##### Given information

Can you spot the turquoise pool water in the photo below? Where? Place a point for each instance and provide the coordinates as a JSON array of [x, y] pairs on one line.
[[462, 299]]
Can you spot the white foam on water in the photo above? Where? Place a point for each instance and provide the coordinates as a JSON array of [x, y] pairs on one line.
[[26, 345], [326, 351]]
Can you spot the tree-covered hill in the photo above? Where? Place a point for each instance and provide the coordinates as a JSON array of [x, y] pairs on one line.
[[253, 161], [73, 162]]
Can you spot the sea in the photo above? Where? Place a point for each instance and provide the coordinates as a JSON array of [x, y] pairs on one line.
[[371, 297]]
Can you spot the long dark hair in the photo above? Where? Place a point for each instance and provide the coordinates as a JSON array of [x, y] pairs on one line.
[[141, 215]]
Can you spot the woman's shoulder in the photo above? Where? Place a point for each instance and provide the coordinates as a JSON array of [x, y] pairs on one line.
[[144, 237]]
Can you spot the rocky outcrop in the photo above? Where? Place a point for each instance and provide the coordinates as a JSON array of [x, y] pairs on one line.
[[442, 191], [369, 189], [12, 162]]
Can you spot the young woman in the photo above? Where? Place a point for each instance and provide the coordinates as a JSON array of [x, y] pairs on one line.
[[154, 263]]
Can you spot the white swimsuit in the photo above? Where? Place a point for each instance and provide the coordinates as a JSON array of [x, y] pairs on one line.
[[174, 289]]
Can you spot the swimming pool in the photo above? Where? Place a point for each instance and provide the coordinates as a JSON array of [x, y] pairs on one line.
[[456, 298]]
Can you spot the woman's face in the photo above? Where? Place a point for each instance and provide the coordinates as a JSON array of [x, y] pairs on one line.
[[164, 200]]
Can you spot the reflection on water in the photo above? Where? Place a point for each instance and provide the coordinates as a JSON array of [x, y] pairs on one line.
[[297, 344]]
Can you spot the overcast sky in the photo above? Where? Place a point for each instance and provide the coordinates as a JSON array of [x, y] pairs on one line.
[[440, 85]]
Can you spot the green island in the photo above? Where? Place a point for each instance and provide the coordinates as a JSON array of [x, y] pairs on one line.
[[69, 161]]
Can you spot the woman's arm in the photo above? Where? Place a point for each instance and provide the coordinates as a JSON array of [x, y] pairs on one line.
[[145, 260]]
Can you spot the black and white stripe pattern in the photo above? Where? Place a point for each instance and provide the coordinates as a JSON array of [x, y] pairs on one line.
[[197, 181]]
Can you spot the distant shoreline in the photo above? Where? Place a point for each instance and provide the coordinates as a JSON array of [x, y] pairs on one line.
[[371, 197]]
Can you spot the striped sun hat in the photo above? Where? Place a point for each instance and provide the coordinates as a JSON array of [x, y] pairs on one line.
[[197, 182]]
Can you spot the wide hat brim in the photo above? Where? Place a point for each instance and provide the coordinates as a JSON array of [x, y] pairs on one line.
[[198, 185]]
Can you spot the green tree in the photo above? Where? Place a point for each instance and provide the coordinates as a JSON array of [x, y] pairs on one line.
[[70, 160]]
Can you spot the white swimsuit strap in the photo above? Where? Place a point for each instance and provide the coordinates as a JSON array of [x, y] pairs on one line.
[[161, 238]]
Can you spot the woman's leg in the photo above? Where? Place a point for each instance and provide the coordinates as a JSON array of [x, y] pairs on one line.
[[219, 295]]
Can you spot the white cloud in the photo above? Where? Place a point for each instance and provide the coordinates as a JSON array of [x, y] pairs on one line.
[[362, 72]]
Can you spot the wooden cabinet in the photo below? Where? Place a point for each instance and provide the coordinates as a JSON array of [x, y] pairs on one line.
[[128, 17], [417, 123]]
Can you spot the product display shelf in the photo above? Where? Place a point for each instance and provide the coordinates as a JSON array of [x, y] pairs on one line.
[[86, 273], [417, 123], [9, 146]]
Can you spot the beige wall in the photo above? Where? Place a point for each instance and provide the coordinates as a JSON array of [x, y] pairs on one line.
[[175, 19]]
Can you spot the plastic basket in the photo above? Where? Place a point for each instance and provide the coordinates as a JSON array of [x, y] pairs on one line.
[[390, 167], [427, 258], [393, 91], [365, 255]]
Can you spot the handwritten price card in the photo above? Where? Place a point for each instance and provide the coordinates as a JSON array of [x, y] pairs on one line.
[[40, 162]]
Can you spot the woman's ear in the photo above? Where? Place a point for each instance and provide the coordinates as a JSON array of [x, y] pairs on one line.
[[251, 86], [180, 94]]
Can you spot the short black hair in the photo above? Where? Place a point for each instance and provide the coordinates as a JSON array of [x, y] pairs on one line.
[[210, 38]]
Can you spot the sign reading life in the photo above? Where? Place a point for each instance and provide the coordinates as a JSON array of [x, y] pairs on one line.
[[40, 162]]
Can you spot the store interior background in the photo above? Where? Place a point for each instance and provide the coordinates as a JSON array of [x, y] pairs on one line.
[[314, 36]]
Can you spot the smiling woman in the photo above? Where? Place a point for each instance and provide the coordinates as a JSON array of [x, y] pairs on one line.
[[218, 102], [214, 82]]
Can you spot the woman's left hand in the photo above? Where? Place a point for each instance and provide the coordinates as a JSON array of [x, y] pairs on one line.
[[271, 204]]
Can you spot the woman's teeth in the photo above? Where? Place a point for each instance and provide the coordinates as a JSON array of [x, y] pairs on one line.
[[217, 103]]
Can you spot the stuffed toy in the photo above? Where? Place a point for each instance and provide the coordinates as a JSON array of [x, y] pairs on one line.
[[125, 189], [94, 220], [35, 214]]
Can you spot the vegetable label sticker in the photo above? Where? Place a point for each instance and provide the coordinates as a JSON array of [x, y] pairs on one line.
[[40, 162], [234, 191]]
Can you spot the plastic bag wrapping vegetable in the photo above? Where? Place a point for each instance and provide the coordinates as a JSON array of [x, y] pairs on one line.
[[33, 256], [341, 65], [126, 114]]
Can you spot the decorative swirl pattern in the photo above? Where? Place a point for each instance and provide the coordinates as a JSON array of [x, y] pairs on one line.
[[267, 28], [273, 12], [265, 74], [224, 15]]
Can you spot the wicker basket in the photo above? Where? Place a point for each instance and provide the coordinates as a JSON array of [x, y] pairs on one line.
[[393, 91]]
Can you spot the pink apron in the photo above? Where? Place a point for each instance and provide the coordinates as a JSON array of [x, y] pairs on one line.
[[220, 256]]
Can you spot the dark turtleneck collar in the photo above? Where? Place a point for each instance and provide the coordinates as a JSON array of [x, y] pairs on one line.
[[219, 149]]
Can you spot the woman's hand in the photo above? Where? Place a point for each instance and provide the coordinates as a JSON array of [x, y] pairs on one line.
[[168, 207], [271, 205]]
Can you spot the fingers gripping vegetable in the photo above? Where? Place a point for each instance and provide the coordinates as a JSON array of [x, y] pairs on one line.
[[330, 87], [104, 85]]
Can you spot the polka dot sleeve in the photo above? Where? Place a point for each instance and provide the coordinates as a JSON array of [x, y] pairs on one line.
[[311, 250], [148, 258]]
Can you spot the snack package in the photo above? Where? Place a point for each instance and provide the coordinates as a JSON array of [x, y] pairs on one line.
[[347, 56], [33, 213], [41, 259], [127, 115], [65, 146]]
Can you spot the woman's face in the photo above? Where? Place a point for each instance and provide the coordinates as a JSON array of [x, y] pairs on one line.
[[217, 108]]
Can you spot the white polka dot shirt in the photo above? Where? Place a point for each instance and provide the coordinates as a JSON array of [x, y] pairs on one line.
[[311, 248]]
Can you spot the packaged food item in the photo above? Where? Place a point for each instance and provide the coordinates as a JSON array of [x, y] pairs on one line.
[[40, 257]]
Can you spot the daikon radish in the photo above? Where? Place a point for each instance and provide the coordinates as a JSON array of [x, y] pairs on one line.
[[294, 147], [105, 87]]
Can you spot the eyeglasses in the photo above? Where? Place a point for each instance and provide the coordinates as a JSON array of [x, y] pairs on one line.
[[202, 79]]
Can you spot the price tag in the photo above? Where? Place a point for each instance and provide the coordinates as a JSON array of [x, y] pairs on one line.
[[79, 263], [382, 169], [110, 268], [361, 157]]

##########

What to do —
Rewrite the stretch of the data above that opens with the line containing "Can you spot the pink" and closes with the line containing "[[219, 149]]" as a numbered list, dropping any blank lines.

Result of this exercise —
1. Can you spot the pink apron in the photo above? Where? Place a point for each instance and provide the coordinates as a JSON array of [x, y] pairs on one line.
2. [[220, 256]]
3. Can you spot the dark turtleneck collar in the photo above? Where? Place a point for each instance and provide the coordinates as a JSON array of [x, y] pairs on one line.
4. [[219, 149]]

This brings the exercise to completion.